§ **Written instruction**
Rewrite these lines as a Markdown table with columns "n" and "Line": number each row and put one line in it, leaving out blank lines and the pictures.

§ **Records for this task**
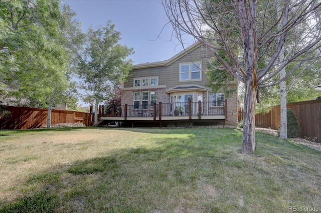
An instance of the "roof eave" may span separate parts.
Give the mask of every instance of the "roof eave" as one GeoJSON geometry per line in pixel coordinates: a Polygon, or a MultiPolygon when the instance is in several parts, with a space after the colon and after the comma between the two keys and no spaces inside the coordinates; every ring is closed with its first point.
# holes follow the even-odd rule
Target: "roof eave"
{"type": "Polygon", "coordinates": [[[183,51],[180,52],[178,54],[176,54],[175,56],[173,56],[168,60],[166,60],[163,62],[147,62],[145,64],[135,64],[133,66],[133,70],[137,70],[142,68],[156,68],[159,66],[168,66],[173,63],[174,62],[177,60],[179,58],[183,57],[186,54],[188,54],[189,52],[193,51],[197,48],[200,44],[199,42],[196,42],[193,45],[189,46],[186,48],[183,51]]]}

§ **Answer to the problem**
| n | Line |
|---|---|
| 1 | An instance of the "roof eave" may span separate parts. |
| 2 | Give the mask of every instance of the "roof eave" as one GeoJSON geometry per line in pixel coordinates: a Polygon, or a MultiPolygon when the instance is in several parts, with a space after the colon and after the comma between the two keys and no spaces inside the coordinates; every ring is closed with its first point. |
| 3 | # holes follow the even-odd rule |
| 4 | Target: "roof eave" |
| 5 | {"type": "Polygon", "coordinates": [[[183,51],[180,52],[178,54],[176,54],[175,56],[173,56],[168,60],[166,60],[163,62],[147,62],[145,64],[135,64],[133,66],[133,70],[137,70],[142,68],[156,68],[159,66],[168,66],[173,63],[174,62],[177,60],[179,58],[183,57],[186,54],[188,54],[189,52],[193,51],[197,48],[200,44],[199,42],[196,42],[193,45],[189,46],[186,48],[183,51]]]} |